**What is being asked:** Would you copy each line of the records that includes the word "bridge"?

**Given records:**
-*-

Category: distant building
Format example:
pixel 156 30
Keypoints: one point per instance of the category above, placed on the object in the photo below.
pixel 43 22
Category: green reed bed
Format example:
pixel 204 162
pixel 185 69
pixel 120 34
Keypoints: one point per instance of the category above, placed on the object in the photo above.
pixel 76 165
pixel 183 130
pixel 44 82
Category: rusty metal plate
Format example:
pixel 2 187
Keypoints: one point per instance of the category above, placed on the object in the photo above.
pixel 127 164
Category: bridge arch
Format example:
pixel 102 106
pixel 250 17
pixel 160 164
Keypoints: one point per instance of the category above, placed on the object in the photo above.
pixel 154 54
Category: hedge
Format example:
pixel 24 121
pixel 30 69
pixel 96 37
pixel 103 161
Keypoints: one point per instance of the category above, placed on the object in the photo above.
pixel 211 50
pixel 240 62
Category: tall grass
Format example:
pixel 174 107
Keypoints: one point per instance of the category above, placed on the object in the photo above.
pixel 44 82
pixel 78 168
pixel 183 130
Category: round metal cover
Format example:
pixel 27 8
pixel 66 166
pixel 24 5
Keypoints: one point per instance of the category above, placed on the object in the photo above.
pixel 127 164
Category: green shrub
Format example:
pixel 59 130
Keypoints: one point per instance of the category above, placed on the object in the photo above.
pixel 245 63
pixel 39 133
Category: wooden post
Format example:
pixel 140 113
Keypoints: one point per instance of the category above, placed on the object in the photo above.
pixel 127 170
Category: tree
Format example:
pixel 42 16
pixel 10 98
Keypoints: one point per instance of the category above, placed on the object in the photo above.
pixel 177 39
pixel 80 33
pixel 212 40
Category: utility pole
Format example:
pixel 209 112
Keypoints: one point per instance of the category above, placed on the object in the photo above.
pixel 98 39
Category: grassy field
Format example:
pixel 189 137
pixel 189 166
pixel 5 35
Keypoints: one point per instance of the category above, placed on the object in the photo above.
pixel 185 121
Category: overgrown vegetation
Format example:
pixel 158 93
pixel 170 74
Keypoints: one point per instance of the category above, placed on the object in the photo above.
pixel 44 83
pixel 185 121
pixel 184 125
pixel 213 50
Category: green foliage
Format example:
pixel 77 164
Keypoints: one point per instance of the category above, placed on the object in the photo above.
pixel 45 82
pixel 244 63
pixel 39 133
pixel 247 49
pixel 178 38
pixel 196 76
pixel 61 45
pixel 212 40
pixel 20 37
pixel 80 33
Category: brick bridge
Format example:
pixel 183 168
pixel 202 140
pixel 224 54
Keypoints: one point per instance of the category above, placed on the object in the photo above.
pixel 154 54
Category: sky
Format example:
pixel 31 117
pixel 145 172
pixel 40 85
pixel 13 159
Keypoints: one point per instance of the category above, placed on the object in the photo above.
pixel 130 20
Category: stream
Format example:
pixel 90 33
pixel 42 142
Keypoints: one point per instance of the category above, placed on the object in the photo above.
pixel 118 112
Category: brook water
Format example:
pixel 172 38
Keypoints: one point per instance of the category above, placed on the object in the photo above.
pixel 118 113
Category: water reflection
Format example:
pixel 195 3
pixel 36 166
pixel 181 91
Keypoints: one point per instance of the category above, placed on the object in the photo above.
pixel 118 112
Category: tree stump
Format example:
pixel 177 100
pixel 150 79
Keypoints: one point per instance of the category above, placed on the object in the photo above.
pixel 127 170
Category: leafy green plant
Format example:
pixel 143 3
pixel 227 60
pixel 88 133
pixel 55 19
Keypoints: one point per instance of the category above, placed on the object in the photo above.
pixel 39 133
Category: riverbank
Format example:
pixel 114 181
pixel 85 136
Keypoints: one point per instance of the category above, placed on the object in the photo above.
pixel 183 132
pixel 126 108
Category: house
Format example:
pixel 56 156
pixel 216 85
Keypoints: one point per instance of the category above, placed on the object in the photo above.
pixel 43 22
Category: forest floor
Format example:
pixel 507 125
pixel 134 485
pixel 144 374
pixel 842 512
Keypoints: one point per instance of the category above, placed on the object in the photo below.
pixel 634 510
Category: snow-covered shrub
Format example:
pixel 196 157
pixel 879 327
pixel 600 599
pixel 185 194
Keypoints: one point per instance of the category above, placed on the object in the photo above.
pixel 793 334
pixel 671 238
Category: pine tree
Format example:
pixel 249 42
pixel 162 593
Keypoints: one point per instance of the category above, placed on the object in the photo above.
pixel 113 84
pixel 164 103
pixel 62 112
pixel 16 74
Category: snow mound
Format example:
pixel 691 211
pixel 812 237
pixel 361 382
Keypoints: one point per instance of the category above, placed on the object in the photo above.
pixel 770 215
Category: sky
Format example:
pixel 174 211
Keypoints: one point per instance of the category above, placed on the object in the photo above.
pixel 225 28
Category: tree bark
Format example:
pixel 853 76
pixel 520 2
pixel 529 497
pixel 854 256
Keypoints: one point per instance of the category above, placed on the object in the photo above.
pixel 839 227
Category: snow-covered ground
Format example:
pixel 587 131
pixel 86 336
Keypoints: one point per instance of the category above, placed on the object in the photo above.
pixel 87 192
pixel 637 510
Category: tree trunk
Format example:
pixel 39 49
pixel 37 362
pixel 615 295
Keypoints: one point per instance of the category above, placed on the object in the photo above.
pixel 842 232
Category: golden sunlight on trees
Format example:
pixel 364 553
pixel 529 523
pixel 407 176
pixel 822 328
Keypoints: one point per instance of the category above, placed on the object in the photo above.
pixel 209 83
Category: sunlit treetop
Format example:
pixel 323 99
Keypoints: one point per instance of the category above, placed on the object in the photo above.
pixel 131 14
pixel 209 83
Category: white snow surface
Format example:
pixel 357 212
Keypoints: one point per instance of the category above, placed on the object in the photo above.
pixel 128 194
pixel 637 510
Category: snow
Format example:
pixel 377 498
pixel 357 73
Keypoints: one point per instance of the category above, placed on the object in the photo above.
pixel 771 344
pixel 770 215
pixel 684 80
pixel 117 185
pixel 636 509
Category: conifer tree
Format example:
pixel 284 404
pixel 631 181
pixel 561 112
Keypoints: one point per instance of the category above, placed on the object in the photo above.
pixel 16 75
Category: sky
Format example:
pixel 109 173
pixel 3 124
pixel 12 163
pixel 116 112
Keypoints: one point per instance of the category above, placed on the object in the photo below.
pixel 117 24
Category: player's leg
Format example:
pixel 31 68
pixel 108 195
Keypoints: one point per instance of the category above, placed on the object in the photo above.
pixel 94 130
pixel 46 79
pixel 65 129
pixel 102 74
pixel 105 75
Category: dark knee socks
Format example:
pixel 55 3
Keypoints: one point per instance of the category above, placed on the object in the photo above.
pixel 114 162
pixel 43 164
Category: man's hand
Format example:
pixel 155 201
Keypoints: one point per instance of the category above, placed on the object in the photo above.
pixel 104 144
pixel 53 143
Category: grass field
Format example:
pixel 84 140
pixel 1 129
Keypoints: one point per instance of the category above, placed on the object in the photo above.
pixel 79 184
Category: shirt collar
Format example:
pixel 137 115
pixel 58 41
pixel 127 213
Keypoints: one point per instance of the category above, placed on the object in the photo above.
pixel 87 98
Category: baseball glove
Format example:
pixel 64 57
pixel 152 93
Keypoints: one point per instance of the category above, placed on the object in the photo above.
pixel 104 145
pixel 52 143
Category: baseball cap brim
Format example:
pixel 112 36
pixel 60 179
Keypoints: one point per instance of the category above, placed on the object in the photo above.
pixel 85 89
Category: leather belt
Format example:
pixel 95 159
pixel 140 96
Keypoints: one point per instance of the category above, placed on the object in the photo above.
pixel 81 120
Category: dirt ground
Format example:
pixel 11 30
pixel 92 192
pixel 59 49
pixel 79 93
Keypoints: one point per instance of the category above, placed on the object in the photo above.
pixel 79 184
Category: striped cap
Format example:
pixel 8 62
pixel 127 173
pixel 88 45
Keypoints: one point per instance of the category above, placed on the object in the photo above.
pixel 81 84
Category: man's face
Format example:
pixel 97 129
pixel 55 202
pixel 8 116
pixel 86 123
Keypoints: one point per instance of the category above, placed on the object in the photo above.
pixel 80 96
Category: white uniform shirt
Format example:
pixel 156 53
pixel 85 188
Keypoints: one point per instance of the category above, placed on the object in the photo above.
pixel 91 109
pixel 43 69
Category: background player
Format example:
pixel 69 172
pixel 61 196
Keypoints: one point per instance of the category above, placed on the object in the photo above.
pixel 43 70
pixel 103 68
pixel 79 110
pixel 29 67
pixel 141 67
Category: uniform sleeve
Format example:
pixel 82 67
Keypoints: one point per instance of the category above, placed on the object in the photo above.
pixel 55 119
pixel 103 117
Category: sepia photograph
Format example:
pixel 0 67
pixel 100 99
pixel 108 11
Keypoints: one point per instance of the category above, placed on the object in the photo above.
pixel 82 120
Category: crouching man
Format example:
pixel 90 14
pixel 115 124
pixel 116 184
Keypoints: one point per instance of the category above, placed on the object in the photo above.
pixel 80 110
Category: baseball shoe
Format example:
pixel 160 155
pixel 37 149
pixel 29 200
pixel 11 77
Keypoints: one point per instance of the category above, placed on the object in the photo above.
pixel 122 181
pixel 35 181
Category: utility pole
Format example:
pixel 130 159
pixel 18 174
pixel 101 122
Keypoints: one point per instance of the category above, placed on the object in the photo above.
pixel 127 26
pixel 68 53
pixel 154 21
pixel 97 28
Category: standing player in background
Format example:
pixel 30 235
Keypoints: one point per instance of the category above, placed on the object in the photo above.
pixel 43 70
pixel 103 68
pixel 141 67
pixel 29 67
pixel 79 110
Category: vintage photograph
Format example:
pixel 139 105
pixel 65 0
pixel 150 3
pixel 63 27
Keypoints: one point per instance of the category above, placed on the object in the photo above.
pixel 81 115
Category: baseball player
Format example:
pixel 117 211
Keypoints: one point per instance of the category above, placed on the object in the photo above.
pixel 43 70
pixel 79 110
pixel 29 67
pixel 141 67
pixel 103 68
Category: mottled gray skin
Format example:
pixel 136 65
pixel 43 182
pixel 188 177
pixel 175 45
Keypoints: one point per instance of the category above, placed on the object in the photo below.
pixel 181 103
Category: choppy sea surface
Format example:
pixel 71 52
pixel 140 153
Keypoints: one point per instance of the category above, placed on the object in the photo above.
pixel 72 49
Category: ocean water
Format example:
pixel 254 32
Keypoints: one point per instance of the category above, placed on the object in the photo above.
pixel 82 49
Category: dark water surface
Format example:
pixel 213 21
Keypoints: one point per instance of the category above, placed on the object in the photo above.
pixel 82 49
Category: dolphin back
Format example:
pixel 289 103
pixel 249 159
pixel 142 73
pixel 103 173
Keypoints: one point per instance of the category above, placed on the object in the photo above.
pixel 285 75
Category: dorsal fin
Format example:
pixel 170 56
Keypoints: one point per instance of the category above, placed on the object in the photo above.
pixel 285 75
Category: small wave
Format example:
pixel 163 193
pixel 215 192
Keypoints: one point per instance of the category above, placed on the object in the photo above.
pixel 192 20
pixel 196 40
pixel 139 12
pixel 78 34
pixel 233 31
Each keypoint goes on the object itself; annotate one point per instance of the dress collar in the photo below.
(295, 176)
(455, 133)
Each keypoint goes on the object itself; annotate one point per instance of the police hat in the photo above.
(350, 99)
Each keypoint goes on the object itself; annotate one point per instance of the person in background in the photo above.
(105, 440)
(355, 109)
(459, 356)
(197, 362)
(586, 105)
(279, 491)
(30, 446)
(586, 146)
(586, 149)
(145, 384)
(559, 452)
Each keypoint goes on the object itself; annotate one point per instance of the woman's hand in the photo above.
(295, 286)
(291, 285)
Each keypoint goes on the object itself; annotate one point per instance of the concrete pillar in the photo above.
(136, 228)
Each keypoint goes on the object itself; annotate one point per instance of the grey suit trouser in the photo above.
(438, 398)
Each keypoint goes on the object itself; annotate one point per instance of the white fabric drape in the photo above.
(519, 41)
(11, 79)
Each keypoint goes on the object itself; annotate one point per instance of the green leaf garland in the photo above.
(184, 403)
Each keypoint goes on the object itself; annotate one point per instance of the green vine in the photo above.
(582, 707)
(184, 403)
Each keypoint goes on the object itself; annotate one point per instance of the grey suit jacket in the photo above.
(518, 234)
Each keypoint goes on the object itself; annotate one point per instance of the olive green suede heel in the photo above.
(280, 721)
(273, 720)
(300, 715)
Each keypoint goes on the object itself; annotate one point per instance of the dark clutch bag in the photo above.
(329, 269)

-*-

**Answer box:**
Category: bridge arch
Category: brick bridge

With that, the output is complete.